▶ **Requirements**:
Rescale the stretch of data below, from the line containing "Expected content: leafy" through the line containing "424,54,461,101", and reproduce only those lines, requests included. Multiply every bounding box coordinate in the answers by 0.9 and round to whole numbers, with halves rounded up; the requests and their format samples stay as they are.

▶ **Records shown**:
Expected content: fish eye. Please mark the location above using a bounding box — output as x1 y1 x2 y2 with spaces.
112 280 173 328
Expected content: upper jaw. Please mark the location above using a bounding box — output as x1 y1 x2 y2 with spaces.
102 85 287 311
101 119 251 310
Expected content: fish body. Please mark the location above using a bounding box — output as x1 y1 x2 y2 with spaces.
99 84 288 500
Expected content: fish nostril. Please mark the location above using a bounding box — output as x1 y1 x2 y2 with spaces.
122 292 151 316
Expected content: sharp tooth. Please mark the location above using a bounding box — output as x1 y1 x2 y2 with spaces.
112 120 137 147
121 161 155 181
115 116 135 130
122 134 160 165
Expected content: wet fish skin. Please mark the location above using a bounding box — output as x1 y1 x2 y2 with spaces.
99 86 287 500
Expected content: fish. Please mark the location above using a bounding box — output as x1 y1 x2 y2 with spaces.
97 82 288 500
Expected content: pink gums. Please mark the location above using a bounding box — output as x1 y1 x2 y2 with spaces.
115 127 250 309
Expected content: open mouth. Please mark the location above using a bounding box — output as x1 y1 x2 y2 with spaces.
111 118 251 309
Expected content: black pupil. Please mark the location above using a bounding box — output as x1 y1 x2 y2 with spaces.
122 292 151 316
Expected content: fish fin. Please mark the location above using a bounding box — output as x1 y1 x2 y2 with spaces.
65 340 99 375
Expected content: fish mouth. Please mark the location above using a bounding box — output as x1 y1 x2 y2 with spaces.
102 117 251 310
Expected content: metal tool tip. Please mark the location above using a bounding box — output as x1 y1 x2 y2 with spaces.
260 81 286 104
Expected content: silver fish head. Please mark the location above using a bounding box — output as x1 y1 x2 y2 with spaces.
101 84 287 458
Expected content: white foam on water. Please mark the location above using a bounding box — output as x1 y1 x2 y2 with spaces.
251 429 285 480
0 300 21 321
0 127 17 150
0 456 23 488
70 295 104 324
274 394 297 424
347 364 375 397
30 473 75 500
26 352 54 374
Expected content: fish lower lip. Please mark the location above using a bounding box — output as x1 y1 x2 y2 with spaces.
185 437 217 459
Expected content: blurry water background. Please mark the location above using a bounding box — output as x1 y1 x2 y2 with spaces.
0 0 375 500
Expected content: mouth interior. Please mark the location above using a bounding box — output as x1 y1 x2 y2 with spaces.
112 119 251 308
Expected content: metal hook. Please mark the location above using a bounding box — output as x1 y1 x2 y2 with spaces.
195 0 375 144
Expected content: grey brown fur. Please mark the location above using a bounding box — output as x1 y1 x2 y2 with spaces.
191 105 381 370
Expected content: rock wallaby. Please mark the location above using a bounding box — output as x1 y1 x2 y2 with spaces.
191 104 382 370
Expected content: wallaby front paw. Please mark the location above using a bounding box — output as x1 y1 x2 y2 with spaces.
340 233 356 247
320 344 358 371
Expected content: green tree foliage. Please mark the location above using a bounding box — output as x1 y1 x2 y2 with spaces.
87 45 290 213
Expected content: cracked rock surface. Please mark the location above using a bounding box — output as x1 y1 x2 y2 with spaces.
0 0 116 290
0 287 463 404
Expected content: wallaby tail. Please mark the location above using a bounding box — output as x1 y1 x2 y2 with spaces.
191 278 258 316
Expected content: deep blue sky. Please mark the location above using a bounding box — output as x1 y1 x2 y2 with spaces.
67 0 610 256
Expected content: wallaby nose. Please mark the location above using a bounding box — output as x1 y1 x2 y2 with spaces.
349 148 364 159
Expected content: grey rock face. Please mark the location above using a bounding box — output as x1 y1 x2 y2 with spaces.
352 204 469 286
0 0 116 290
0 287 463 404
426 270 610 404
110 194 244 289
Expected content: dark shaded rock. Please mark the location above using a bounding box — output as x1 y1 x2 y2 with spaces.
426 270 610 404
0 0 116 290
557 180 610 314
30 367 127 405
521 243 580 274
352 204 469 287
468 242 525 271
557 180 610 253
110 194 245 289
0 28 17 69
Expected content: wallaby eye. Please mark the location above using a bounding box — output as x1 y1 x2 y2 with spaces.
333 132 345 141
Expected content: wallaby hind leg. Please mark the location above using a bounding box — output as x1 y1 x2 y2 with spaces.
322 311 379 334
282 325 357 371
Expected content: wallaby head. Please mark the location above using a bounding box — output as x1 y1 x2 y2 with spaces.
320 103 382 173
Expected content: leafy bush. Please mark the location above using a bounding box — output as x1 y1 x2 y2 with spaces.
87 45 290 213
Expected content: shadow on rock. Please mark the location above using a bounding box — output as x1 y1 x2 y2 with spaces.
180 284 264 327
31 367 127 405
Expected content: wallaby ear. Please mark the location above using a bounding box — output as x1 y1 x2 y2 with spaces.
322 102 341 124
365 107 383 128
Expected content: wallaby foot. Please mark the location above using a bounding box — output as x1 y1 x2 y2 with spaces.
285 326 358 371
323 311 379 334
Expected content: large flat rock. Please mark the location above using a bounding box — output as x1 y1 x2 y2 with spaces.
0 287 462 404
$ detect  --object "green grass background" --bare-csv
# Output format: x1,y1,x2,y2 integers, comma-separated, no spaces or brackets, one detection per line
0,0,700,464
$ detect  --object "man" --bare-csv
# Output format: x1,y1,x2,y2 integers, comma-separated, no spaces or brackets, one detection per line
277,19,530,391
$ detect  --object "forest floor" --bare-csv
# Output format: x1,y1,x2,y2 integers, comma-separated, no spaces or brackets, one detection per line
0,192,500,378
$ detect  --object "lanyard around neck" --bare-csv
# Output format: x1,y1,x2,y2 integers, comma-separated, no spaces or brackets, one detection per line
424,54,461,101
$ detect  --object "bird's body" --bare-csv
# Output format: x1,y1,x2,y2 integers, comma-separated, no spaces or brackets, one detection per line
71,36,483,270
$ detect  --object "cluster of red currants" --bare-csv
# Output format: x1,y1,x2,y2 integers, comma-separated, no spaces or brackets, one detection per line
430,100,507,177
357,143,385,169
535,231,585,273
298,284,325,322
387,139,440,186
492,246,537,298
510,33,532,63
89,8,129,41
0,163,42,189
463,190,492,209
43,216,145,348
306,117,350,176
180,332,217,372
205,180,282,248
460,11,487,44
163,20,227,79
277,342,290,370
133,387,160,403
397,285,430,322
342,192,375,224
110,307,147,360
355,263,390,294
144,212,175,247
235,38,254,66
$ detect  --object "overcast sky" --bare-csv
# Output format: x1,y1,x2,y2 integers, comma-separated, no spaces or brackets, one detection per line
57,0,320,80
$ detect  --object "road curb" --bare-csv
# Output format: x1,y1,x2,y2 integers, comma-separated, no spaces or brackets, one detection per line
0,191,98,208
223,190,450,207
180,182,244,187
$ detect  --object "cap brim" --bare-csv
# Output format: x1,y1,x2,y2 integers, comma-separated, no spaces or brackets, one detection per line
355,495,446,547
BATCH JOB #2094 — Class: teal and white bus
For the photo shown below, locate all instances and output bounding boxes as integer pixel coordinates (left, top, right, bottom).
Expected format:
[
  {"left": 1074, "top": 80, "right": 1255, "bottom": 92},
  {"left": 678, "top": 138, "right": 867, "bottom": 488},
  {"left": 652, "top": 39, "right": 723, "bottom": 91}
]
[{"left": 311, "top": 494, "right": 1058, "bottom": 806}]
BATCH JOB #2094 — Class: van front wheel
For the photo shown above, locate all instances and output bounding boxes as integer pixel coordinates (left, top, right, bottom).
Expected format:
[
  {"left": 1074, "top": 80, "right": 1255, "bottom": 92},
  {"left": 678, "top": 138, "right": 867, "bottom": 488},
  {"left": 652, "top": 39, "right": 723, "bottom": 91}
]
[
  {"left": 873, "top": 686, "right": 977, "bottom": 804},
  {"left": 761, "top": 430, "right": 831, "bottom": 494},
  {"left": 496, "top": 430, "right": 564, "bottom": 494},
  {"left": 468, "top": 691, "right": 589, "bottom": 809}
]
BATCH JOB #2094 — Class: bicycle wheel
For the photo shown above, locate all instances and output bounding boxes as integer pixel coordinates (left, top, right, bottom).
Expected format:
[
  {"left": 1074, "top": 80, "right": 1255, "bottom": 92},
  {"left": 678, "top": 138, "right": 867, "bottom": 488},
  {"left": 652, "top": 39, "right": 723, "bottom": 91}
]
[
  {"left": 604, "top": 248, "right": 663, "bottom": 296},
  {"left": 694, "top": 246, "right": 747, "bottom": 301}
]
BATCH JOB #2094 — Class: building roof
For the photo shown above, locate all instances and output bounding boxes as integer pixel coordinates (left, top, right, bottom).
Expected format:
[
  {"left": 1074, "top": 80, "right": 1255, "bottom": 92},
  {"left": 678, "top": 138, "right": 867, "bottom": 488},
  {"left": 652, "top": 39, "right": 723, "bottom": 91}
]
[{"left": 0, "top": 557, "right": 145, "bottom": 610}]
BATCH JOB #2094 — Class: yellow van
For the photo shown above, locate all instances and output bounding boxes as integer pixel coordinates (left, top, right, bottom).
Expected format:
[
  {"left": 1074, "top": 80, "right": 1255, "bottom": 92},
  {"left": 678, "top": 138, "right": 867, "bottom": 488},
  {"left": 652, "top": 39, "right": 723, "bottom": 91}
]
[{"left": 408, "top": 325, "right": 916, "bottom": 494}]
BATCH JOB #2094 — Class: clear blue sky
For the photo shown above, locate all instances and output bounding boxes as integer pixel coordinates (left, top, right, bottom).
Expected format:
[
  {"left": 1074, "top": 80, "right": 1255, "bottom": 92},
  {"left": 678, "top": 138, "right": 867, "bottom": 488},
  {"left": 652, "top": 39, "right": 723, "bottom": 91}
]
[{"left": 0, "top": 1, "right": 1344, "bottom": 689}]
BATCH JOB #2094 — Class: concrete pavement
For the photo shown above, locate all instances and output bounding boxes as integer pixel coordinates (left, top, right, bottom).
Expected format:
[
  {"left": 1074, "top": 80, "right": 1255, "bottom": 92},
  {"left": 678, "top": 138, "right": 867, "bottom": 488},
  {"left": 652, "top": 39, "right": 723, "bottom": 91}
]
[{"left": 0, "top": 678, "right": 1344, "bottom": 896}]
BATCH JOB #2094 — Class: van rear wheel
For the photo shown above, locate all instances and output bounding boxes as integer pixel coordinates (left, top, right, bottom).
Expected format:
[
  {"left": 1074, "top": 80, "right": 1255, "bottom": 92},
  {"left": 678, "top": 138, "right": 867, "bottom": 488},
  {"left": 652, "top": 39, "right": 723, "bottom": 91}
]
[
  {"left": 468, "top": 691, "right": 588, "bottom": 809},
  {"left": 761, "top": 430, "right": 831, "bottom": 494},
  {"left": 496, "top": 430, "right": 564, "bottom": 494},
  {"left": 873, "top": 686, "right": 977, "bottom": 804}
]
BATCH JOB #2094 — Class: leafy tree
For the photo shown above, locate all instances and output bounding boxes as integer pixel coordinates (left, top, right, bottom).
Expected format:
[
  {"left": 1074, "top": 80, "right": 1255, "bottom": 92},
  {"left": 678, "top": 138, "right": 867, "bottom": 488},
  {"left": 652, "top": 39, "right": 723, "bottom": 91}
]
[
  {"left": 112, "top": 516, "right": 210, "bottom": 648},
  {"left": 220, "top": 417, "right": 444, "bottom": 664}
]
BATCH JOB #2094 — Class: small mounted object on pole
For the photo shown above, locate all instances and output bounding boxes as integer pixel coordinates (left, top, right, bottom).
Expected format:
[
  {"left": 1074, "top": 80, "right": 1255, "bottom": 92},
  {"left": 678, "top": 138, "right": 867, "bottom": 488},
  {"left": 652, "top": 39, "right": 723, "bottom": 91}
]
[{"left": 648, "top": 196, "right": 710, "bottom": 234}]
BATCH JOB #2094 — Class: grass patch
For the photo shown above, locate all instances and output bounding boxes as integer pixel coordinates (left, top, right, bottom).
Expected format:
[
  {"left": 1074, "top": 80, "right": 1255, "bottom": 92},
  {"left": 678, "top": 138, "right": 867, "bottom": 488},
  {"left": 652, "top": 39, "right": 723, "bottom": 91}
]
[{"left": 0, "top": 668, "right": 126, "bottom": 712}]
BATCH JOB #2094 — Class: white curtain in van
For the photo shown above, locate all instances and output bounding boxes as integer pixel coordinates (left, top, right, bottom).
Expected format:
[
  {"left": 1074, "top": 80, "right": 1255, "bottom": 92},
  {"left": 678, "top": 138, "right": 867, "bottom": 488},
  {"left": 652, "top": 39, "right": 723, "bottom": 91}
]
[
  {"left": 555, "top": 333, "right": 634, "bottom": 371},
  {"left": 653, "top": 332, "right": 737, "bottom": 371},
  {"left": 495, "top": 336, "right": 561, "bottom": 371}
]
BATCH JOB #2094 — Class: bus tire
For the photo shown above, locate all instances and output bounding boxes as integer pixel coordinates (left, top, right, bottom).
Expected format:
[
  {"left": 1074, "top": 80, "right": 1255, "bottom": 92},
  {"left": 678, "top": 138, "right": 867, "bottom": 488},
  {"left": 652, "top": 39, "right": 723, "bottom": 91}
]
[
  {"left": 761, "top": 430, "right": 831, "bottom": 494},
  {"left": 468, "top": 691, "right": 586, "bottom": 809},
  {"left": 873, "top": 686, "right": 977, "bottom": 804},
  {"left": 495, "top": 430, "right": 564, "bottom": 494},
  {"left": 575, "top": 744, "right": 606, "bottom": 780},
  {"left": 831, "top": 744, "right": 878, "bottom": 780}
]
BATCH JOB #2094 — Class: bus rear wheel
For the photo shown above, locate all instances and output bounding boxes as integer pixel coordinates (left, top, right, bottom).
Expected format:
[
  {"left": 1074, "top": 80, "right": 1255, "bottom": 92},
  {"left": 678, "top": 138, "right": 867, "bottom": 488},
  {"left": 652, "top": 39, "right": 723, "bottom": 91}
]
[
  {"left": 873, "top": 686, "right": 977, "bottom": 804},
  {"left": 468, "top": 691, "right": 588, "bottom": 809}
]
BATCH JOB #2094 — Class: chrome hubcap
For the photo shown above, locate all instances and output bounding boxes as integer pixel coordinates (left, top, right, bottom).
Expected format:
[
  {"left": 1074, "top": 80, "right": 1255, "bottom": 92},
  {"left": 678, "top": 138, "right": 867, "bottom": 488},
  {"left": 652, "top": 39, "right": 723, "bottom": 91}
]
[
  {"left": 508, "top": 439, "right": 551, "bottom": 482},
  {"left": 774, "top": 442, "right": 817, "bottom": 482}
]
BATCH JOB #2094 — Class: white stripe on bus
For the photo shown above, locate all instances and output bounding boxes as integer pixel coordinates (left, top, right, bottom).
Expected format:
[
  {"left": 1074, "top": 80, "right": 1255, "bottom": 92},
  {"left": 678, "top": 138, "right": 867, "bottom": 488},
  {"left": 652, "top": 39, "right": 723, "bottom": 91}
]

▶ **Correct answer**:
Expected content: leafy bush. Please mark the location above using a bounding box — output as x1 y1 x2 y2 with spaces.
78 41 261 192
Expected content: shadow on rock. Please mark the location above using a bounding box — output as x1 y1 x2 y2 with spaces.
162 256 238 294
28 330 114 365
Expected content: wallaby ear. Please mark the location above using a bounding box — output as x1 y1 x2 y2 with spaces.
290 92 307 112
329 96 345 115
Expected content: wallaby foot. Please mark the location above using a bounding box — output as x1 y1 x2 y2 with spaces.
257 293 322 334
291 280 341 301
Expected content: large flat rock. Please mark the location above using a bounding box — output as x1 y1 x2 y2 with spaces.
0 258 416 364
$ detect  --object "green grass background" --bare-csv
# Output format: x1,y1,x2,y2 integers, comma-separated, no spaces or brackets, one detection per line
0,0,630,418
$ detect  --object "man" --bare-csv
# Output format: x1,y1,x2,y2 integers, comma-separated, no spaces or brackets, one detection per line
249,17,477,352
$ detect  --object "forest floor" --bare-csv
# Output format: x1,y1,x2,y2 integers, comma-separated, no spaces or brackets, one detection per line
0,173,450,340
$ detect  --object "lanyard around neck" --bare-csv
# Output format: x1,y1,x2,y2 integers, comma-separated, no spaces or brackets, one detection per line
382,49,415,91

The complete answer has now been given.